## Begin

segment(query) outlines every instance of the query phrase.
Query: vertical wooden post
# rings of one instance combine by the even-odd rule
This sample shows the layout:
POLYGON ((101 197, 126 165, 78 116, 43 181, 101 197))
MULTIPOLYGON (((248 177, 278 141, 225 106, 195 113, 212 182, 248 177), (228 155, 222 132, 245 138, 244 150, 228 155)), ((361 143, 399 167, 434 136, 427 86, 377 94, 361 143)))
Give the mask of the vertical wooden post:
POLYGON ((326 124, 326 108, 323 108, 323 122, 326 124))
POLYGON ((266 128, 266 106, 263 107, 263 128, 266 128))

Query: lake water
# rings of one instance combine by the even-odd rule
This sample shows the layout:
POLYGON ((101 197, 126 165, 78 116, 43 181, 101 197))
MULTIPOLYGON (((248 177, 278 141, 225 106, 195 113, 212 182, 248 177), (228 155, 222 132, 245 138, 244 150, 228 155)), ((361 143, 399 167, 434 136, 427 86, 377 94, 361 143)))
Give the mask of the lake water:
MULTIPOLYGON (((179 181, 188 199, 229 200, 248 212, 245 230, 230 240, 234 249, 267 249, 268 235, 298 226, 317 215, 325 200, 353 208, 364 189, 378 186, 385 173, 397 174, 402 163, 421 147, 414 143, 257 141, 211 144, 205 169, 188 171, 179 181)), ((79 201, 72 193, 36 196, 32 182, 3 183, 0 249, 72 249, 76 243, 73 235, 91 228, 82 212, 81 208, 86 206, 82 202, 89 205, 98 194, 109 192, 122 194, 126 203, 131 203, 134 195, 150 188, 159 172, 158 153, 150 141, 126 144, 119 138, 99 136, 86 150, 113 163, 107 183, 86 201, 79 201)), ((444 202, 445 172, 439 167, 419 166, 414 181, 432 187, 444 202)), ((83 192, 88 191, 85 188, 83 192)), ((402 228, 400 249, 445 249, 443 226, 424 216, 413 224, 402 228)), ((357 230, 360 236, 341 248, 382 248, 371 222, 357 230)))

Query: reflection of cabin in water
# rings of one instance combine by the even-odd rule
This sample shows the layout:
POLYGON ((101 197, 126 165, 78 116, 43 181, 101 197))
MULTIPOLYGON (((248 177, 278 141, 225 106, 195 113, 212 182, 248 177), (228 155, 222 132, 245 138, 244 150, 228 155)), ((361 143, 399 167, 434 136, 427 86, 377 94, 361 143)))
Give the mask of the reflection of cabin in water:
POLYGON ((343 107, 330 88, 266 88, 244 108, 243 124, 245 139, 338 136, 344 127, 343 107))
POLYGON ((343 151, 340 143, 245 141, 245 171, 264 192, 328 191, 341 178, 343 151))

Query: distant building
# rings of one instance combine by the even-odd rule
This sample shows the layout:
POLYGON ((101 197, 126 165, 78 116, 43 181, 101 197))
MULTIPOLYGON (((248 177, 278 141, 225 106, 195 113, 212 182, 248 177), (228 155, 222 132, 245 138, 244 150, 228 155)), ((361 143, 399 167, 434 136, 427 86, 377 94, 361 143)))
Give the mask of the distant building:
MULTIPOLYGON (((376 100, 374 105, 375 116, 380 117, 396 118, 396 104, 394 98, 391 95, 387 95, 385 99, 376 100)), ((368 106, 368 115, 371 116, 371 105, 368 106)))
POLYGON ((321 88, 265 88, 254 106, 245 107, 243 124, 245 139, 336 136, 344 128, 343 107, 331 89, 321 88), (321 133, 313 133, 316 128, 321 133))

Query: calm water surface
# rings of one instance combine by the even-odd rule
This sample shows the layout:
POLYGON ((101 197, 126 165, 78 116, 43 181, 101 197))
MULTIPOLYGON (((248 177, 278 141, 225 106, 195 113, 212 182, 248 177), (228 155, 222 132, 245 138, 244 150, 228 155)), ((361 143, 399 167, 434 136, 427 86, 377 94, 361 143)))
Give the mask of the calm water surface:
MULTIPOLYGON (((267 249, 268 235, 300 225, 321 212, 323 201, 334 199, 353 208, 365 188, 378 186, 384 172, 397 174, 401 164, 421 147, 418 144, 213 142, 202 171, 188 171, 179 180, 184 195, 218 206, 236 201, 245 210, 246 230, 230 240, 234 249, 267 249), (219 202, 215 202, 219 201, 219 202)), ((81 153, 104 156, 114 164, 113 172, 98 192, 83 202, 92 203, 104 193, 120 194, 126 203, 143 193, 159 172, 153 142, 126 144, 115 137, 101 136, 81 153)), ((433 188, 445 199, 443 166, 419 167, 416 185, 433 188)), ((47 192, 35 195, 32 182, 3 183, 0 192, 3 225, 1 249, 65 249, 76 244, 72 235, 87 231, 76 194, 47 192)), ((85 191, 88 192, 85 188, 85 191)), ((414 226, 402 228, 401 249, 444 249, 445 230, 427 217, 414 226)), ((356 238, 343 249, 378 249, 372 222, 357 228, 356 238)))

## End

» **STATED TASK**: Reproduce the items above with every "Give the mask of" swapped for "Outline", changing nothing else.

» **RESPONSE**:
segment(query) outlines every instance of the query phrase.
Query: vertical wooden post
# rings of one instance combine by the even-odd rule
This sample shows the layout:
POLYGON ((101 197, 126 165, 78 116, 43 181, 101 197))
MULTIPOLYGON (((248 177, 278 141, 225 106, 195 113, 212 182, 248 177), (228 155, 222 132, 245 138, 244 150, 228 155)), ((361 143, 399 167, 434 136, 427 86, 377 94, 361 143)))
Outline the vertical wooden post:
POLYGON ((326 124, 326 108, 323 108, 323 122, 326 124))
POLYGON ((266 128, 266 106, 263 107, 263 128, 266 128))

Query: lake water
# rings of one instance combine by the even-odd rule
This sample shows the layout:
POLYGON ((101 197, 126 165, 78 116, 43 181, 101 197))
MULTIPOLYGON (((248 177, 278 141, 225 106, 195 113, 212 182, 248 177), (228 155, 222 132, 245 138, 244 150, 228 155)), ((361 143, 399 167, 434 136, 427 86, 377 94, 361 143)))
Outline the lake water:
MULTIPOLYGON (((179 181, 188 199, 229 200, 248 212, 245 230, 230 240, 234 249, 267 249, 268 235, 298 226, 317 215, 325 200, 353 208, 364 189, 378 186, 385 173, 397 174, 402 163, 421 147, 414 143, 257 141, 211 144, 205 169, 188 171, 179 181)), ((79 201, 72 193, 36 196, 32 182, 3 183, 0 249, 72 249, 76 243, 73 235, 91 228, 82 212, 81 208, 86 206, 82 202, 89 205, 98 194, 109 192, 122 194, 126 203, 131 203, 134 195, 150 188, 159 172, 158 153, 150 141, 126 144, 119 138, 99 136, 86 150, 113 163, 107 183, 86 201, 79 201)), ((444 202, 445 172, 439 167, 419 166, 414 181, 432 187, 444 202)), ((83 192, 88 191, 85 188, 83 192)), ((402 228, 400 249, 445 249, 443 226, 424 216, 413 224, 402 228)), ((357 230, 360 236, 341 248, 382 248, 371 222, 357 230)))

Query: reflection of cabin in water
# rings of one instance combine by the even-odd rule
This sample shows the layout:
POLYGON ((101 197, 126 165, 78 116, 43 181, 101 197))
MULTIPOLYGON (((248 177, 278 141, 225 106, 195 113, 212 182, 248 177), (228 155, 222 132, 245 138, 244 150, 228 155)), ((361 143, 399 167, 434 136, 427 86, 377 94, 361 143)))
Outline the reflection of cabin in water:
POLYGON ((343 107, 330 88, 266 88, 244 108, 243 124, 245 139, 338 136, 344 127, 343 107))
POLYGON ((343 151, 340 143, 245 141, 245 171, 264 192, 328 191, 341 178, 343 151))

Query: distant building
# rings of one instance combine by the even-odd rule
This sample shows the layout:
POLYGON ((101 197, 126 165, 78 116, 43 181, 101 197))
MULTIPOLYGON (((248 177, 278 141, 225 106, 195 113, 212 182, 248 177), (228 155, 222 132, 245 138, 244 150, 228 155)), ((361 143, 399 167, 434 136, 427 86, 377 94, 361 143)))
Outline the distant building:
MULTIPOLYGON (((376 100, 374 105, 375 116, 380 117, 396 118, 396 104, 394 98, 391 95, 387 95, 385 99, 376 100)), ((368 106, 368 115, 371 116, 371 105, 368 106)))
POLYGON ((321 88, 265 88, 254 106, 245 107, 243 124, 245 139, 336 136, 344 128, 343 107, 331 89, 321 88), (321 133, 313 133, 316 128, 321 133))

Query: calm water surface
# rings of one instance combine by the even-odd rule
This sample shows the layout:
POLYGON ((101 197, 126 165, 78 116, 43 181, 101 197))
MULTIPOLYGON (((248 177, 278 141, 225 106, 195 113, 212 182, 248 177), (228 155, 222 132, 245 138, 244 150, 228 155)), ((361 143, 399 167, 434 136, 427 86, 377 94, 361 143)))
Outline the calm water surface:
MULTIPOLYGON (((267 249, 268 235, 300 225, 321 212, 323 201, 334 199, 353 208, 365 188, 378 186, 384 172, 397 174, 401 164, 421 147, 418 144, 213 142, 202 171, 188 171, 179 180, 184 195, 218 206, 236 201, 245 210, 246 230, 230 240, 234 249, 267 249), (219 202, 215 202, 219 201, 219 202)), ((81 153, 104 156, 114 164, 113 172, 98 192, 83 202, 92 203, 104 193, 120 194, 126 203, 143 193, 159 172, 153 142, 126 144, 115 137, 101 136, 81 153)), ((433 188, 445 199, 443 166, 419 167, 416 185, 433 188)), ((47 192, 35 195, 32 182, 3 183, 0 192, 3 225, 1 249, 65 249, 76 244, 72 235, 87 231, 76 194, 47 192)), ((85 191, 88 192, 85 188, 85 191)), ((414 226, 402 228, 401 249, 444 249, 445 230, 427 217, 414 226)), ((356 238, 343 249, 378 249, 372 222, 357 228, 356 238)))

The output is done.